Stored records
— START —

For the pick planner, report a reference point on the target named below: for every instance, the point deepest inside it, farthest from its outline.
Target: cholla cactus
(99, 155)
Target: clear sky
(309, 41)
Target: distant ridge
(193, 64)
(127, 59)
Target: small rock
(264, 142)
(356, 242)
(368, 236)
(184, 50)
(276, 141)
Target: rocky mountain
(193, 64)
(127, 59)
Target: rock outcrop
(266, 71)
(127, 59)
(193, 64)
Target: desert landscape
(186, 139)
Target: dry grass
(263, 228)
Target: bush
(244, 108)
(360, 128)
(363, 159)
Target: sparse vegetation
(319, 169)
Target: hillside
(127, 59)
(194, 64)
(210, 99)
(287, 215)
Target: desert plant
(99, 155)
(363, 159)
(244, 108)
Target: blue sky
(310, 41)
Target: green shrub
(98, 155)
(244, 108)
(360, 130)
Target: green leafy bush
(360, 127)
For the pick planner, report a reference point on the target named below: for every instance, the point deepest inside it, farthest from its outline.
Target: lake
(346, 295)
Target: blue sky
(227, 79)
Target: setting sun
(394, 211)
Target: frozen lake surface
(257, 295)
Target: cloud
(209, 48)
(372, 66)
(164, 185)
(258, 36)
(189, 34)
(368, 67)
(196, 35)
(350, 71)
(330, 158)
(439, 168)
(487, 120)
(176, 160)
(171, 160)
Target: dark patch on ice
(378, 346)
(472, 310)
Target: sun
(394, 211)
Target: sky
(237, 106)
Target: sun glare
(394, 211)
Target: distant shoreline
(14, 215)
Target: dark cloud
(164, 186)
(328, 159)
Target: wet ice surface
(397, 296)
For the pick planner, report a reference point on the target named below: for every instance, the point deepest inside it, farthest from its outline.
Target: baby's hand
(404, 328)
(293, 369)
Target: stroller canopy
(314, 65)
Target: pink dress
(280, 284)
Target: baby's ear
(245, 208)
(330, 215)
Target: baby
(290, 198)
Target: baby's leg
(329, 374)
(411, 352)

— END —

= Exercise =
Lay out all of the rows above as a JSON list of strings, with one string per line and no blank lines.

= Final result =
[
  "For the pick planner, report a reference point on the target named below: for every instance, the point deepest inside it, farthest from its outline.",
  "Target: cholla cactus",
  "(99, 155)",
  "Target: clear sky",
  "(309, 41)",
  "Target: distant ridge",
  "(193, 64)",
  "(127, 59)",
  "Target: small rock",
  "(264, 142)",
  "(356, 242)",
  "(368, 236)",
  "(184, 50)",
  "(276, 141)",
  "Target: rocky mountain",
  "(193, 64)",
  "(127, 59)",
  "Target: rock outcrop",
  "(266, 71)",
  "(127, 59)",
  "(193, 64)",
  "Target: desert landscape",
  "(186, 139)",
  "Target: dry grass",
  "(263, 228)",
  "Target: bush",
  "(244, 108)",
  "(360, 128)",
  "(363, 159)",
  "Target: sparse vegetation",
  "(319, 169)",
  "Target: hillside",
  "(127, 59)",
  "(194, 64)",
  "(210, 99)",
  "(287, 215)",
  "Target: desert plant",
  "(99, 155)",
  "(363, 159)",
  "(244, 108)",
  "Target: blue sky",
  "(310, 41)",
  "Target: green shrub",
  "(98, 155)",
  "(244, 108)",
  "(360, 130)",
  "Target: green leafy bush",
  "(360, 127)",
  "For the pick planner, report a reference point on the target named below: for every instance, the point deepest inside it, farthest from its outline.",
  "Target: lake",
  "(346, 295)",
  "Target: blue sky",
  "(227, 79)",
  "Target: setting sun",
  "(394, 211)",
  "Target: frozen lake surface",
  "(257, 295)",
  "Target: cloud",
  "(209, 48)",
  "(372, 66)",
  "(164, 185)",
  "(258, 36)",
  "(189, 34)",
  "(368, 67)",
  "(196, 35)",
  "(350, 71)",
  "(330, 158)",
  "(439, 168)",
  "(487, 120)",
  "(176, 160)",
  "(171, 160)",
  "Target: dark patch on ice",
  "(378, 346)",
  "(472, 310)",
  "Target: sun",
  "(394, 211)",
  "Target: sky",
  "(237, 106)",
  "Target: sun glare",
  "(394, 211)",
  "Target: distant shoreline",
  "(14, 215)",
  "Target: dark cloud",
  "(164, 186)",
  "(328, 159)",
  "Target: wet ice surface",
  "(397, 296)",
  "For the pick planner, report a reference point on the target named below: for every instance, the point deepest inside it, farthest from its outline.",
  "Target: baby's hand",
  "(404, 328)",
  "(293, 369)",
  "Target: stroller canopy",
  "(314, 65)",
  "Target: pink dress",
  "(280, 284)",
  "Target: baby's ear",
  "(245, 208)",
  "(330, 215)",
  "Target: baby",
  "(290, 198)",
  "Target: baby's leg",
  "(329, 374)",
  "(411, 352)"
]